Назовите, пожалуйста, количество строк в записях ниже, содержащих слово «trees», с учетом регистра. В ответе дайте только число.

Записи с указанием именованных объектов
┏━━

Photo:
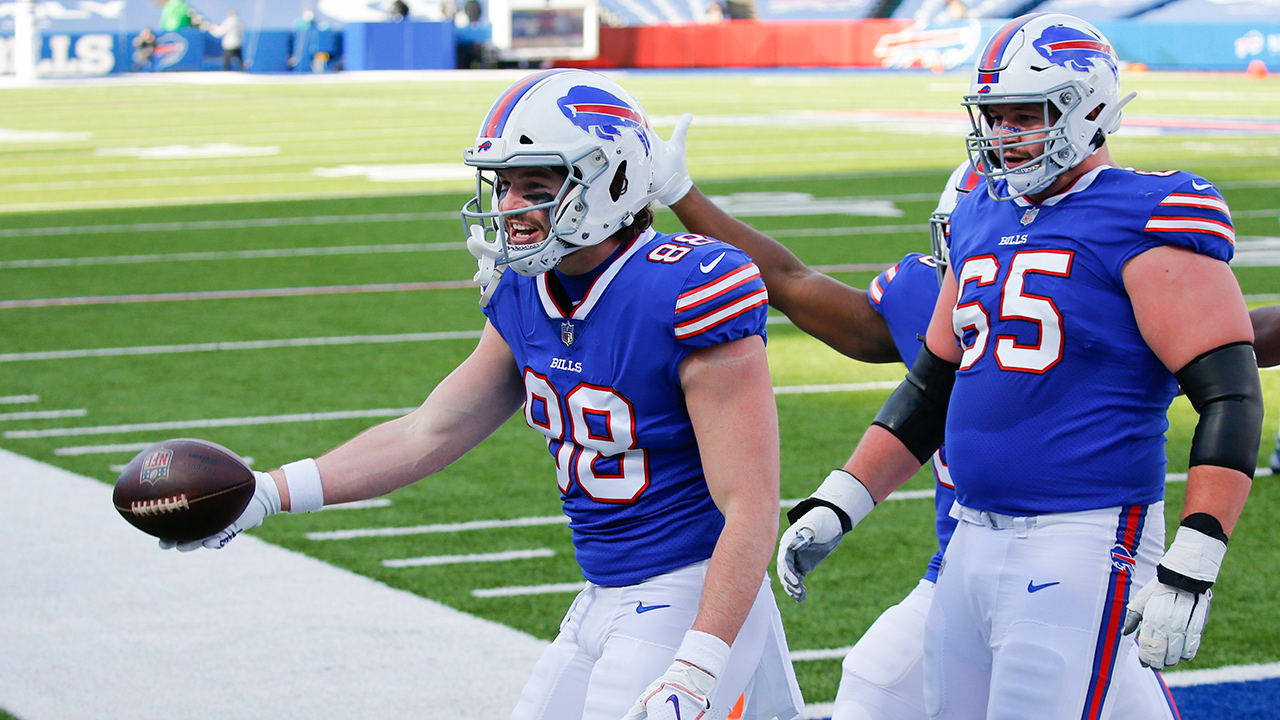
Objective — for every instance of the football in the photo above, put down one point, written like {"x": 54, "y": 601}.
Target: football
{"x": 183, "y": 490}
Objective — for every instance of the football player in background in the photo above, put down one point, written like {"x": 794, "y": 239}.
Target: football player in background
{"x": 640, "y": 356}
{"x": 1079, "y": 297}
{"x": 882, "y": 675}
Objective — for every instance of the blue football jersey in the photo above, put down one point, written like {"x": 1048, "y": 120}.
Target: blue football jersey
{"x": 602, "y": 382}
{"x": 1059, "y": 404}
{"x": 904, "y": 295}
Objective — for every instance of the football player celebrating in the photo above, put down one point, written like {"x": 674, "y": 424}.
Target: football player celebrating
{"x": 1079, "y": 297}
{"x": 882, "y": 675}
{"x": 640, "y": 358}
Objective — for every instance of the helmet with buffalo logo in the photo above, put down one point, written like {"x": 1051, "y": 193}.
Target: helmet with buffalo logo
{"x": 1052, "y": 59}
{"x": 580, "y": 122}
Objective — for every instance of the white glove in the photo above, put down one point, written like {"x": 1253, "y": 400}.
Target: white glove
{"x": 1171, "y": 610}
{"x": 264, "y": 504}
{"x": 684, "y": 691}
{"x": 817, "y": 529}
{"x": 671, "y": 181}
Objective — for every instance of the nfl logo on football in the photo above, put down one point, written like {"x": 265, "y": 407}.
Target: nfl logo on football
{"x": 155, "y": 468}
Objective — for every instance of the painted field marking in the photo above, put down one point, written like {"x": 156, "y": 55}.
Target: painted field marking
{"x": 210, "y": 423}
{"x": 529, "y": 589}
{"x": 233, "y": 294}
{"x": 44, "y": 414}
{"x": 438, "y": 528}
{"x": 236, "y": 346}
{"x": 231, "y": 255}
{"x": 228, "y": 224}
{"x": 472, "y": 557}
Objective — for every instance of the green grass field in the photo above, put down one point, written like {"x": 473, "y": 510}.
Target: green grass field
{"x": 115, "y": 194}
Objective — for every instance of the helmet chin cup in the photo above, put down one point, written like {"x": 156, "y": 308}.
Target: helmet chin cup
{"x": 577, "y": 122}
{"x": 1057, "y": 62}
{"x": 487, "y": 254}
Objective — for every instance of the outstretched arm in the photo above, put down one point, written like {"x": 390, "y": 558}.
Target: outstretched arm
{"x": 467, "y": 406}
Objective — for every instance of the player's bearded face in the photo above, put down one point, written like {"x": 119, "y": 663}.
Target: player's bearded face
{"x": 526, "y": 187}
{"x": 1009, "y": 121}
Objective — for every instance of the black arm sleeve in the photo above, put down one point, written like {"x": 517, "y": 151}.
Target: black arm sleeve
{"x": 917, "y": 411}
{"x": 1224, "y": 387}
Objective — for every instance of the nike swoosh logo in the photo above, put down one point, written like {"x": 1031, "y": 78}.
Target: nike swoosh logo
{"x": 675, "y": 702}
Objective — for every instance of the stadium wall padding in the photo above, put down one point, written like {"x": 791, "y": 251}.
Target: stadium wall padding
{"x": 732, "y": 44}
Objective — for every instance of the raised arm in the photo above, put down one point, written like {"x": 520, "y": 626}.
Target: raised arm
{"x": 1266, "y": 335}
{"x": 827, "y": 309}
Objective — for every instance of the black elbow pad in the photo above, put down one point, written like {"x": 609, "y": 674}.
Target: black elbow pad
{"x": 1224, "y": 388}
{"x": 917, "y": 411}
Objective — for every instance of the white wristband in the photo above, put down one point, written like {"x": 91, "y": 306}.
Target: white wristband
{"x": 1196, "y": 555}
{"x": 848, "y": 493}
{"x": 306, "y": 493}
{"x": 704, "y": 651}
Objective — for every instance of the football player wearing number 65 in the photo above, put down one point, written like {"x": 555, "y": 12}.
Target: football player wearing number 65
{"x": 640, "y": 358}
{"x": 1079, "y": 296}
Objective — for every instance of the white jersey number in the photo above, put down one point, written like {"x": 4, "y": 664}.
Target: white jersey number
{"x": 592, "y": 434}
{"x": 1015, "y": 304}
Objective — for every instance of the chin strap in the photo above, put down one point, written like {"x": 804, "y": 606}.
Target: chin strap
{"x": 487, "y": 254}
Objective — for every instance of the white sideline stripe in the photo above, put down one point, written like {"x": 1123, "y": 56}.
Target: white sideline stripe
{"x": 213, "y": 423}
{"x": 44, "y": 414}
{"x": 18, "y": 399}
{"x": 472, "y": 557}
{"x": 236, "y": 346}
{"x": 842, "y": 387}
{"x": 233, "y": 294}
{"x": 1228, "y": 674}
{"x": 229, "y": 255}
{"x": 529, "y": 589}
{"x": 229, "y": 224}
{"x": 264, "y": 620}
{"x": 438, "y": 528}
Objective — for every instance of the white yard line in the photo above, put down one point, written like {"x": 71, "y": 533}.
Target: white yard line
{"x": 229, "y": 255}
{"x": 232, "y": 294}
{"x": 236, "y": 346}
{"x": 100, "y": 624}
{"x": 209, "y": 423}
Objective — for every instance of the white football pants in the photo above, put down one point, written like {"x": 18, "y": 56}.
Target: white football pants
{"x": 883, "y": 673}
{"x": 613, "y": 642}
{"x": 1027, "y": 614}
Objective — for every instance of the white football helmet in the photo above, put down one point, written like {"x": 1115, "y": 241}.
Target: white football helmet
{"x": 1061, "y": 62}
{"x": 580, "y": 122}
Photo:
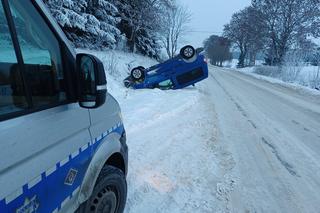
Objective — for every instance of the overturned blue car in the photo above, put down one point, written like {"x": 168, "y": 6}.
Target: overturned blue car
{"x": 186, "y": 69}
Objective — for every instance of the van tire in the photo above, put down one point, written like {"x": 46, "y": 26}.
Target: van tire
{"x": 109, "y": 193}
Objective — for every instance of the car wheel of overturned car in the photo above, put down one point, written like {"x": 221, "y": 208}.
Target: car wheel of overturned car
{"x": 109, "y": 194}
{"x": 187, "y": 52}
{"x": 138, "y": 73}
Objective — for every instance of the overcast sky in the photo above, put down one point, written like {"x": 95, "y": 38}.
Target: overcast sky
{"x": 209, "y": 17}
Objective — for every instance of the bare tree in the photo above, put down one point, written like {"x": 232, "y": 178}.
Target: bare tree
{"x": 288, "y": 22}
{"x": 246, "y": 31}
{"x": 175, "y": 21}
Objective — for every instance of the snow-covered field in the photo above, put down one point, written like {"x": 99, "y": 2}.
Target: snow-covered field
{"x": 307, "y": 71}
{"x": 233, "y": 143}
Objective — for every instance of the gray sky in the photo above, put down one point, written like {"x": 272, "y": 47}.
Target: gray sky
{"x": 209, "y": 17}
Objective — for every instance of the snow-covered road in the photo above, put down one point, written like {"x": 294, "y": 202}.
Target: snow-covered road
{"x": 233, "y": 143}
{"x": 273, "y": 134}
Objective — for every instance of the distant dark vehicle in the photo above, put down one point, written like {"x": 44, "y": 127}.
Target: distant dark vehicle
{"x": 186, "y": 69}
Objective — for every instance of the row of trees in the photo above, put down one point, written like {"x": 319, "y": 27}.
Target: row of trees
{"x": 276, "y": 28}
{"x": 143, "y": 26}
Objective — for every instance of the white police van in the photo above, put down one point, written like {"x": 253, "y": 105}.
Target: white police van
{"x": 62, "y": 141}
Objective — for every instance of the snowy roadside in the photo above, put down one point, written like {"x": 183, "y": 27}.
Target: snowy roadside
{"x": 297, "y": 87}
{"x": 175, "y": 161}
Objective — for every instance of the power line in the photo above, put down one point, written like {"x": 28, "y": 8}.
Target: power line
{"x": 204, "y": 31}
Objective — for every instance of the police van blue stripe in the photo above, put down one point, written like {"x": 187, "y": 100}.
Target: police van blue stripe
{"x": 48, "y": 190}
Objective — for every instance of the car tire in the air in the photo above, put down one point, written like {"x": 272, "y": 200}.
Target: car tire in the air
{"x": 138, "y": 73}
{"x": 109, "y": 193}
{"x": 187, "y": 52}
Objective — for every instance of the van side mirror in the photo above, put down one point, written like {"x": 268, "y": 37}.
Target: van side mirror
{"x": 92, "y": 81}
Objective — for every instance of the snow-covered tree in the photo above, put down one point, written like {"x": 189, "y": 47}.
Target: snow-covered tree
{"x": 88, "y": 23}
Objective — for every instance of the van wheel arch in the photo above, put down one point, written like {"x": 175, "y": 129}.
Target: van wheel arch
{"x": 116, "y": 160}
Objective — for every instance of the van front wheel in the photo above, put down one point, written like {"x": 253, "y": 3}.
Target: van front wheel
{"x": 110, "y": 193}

┗━━
┏━━

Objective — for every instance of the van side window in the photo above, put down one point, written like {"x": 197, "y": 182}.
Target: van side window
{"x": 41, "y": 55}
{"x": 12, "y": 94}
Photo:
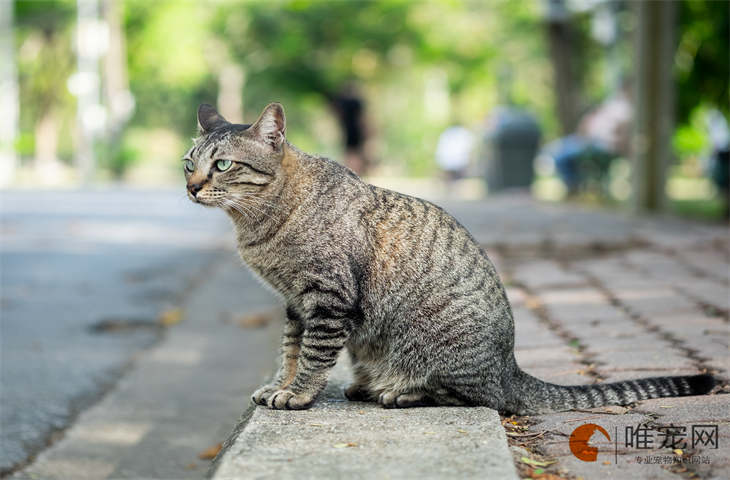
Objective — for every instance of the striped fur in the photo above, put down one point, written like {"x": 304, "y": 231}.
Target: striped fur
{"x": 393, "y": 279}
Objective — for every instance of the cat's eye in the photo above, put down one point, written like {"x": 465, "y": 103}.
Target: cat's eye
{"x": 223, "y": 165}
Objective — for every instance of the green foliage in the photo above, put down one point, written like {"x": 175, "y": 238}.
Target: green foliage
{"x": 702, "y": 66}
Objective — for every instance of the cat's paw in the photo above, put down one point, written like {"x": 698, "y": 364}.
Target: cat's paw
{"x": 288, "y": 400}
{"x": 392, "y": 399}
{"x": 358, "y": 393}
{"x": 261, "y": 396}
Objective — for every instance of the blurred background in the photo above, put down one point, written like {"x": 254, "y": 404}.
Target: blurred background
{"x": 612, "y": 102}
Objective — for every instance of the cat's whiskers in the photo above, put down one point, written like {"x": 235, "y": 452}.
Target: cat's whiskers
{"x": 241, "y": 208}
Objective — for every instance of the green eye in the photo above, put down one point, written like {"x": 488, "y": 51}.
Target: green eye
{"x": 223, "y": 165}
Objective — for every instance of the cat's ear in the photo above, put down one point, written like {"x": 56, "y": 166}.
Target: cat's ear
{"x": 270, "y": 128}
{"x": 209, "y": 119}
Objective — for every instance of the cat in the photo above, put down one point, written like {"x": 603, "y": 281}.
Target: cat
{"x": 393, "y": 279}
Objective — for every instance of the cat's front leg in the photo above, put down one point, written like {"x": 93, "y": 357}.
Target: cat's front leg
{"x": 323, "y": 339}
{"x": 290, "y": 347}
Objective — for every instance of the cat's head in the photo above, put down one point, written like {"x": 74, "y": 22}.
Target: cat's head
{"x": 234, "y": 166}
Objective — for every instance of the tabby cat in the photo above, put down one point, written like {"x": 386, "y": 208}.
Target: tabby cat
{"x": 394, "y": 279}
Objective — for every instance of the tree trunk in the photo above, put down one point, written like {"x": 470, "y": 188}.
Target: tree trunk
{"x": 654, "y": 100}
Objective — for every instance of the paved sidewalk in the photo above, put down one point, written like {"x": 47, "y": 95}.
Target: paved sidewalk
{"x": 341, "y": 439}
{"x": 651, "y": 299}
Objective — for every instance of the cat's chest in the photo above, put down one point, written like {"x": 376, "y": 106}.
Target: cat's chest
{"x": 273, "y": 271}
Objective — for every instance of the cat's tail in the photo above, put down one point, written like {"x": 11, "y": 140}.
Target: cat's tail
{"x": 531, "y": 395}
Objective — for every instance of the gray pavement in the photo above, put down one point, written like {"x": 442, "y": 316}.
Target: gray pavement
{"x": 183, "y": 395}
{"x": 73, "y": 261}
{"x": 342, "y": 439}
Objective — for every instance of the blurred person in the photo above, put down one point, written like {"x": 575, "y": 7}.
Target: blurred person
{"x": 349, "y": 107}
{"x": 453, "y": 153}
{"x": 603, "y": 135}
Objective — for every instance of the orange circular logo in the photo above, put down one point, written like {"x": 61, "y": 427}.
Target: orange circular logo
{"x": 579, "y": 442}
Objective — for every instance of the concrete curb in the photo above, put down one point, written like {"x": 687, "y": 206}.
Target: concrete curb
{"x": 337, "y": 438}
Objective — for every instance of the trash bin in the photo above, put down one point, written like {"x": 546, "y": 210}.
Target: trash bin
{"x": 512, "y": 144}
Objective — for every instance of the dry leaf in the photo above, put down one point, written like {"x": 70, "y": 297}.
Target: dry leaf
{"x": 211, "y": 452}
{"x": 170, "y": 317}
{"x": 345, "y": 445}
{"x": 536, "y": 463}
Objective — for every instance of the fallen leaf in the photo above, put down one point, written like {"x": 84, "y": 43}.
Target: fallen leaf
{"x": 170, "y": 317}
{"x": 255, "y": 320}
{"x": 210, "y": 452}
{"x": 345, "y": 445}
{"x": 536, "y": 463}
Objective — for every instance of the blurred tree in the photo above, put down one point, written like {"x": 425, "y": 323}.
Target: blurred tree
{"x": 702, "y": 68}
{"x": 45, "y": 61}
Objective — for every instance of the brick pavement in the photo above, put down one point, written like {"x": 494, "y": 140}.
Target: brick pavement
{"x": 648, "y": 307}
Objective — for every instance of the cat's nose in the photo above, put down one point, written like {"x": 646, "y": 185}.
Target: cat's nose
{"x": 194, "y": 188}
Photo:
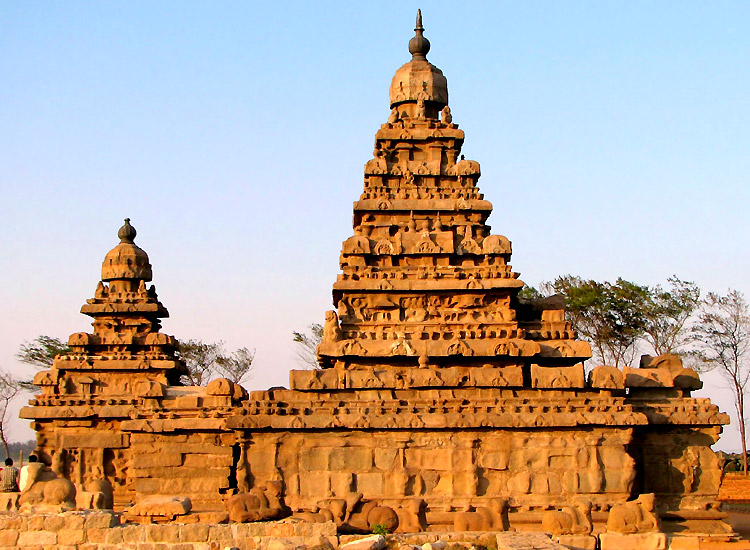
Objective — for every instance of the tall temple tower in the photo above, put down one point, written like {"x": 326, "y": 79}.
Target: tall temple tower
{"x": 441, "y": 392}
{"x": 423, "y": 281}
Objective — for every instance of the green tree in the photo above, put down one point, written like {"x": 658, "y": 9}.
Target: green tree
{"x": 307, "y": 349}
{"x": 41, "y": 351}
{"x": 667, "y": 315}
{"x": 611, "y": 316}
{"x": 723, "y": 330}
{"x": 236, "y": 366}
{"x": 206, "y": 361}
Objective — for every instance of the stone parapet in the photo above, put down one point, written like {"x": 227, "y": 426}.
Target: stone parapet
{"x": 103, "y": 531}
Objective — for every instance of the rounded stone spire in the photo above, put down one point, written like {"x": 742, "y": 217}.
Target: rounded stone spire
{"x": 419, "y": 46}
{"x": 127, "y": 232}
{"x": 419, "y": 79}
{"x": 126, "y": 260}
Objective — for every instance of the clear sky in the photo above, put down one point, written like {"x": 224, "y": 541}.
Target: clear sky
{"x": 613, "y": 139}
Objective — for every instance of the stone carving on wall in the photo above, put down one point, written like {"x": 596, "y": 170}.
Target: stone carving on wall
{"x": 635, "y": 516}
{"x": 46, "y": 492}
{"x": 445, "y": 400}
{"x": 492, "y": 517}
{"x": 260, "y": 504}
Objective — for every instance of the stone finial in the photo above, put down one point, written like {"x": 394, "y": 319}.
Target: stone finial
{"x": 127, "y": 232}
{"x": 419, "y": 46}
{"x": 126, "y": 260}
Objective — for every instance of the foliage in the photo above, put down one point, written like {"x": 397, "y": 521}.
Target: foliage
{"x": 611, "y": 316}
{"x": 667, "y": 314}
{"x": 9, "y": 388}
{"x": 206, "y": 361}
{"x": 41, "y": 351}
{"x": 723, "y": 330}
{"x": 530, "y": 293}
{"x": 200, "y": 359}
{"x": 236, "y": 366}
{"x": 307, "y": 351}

┗━━
┏━━

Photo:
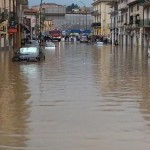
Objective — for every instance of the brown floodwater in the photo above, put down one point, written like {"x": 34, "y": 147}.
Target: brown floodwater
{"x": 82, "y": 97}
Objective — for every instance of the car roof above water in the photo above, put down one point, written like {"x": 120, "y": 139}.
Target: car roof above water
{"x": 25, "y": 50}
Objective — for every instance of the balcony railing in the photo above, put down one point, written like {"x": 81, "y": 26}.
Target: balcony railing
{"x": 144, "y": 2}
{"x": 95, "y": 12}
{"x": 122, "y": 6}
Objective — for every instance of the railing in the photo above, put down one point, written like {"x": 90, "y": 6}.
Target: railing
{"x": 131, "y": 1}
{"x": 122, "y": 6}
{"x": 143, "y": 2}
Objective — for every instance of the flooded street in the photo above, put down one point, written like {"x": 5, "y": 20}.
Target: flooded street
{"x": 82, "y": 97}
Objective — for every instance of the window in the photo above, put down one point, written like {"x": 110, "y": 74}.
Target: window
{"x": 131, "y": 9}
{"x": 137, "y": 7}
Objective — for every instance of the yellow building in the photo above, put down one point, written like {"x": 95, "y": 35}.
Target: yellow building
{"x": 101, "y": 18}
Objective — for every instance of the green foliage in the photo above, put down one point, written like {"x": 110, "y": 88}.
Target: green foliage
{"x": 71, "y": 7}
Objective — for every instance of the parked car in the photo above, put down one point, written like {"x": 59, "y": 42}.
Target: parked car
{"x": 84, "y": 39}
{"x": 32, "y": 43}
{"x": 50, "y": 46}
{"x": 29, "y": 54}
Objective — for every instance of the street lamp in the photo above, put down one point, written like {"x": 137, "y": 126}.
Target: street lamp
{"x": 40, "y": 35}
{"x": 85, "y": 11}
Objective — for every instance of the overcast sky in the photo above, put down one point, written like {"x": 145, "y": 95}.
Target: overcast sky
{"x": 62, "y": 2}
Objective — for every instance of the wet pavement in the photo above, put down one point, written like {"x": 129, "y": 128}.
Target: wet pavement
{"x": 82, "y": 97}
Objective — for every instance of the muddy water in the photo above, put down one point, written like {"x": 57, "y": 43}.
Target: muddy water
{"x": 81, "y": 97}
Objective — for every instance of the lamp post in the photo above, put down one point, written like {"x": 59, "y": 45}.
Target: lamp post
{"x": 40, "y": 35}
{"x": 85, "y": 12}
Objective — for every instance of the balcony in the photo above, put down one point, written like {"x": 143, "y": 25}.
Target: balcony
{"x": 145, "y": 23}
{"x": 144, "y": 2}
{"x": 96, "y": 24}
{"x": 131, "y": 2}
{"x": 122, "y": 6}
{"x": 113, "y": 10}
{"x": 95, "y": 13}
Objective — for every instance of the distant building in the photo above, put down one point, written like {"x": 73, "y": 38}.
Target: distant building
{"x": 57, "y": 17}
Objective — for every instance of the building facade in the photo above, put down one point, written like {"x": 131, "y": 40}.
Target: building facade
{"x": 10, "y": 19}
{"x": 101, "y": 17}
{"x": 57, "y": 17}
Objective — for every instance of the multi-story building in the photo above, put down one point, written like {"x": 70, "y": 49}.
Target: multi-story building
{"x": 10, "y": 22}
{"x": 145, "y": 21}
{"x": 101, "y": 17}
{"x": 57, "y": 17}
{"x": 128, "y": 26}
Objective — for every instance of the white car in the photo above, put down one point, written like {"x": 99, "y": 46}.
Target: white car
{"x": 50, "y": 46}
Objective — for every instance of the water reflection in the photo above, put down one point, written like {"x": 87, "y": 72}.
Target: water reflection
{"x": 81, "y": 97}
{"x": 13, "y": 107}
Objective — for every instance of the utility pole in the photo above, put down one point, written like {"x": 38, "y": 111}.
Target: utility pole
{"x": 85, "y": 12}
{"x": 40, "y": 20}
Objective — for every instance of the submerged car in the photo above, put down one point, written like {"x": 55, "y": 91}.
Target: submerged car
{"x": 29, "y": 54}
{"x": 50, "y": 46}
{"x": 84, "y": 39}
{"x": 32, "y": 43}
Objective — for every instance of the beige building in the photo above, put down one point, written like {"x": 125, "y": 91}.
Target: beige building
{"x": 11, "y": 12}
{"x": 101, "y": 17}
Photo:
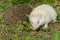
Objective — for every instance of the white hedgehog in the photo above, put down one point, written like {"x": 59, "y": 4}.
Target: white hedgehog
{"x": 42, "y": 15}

┗━━

## Результат
2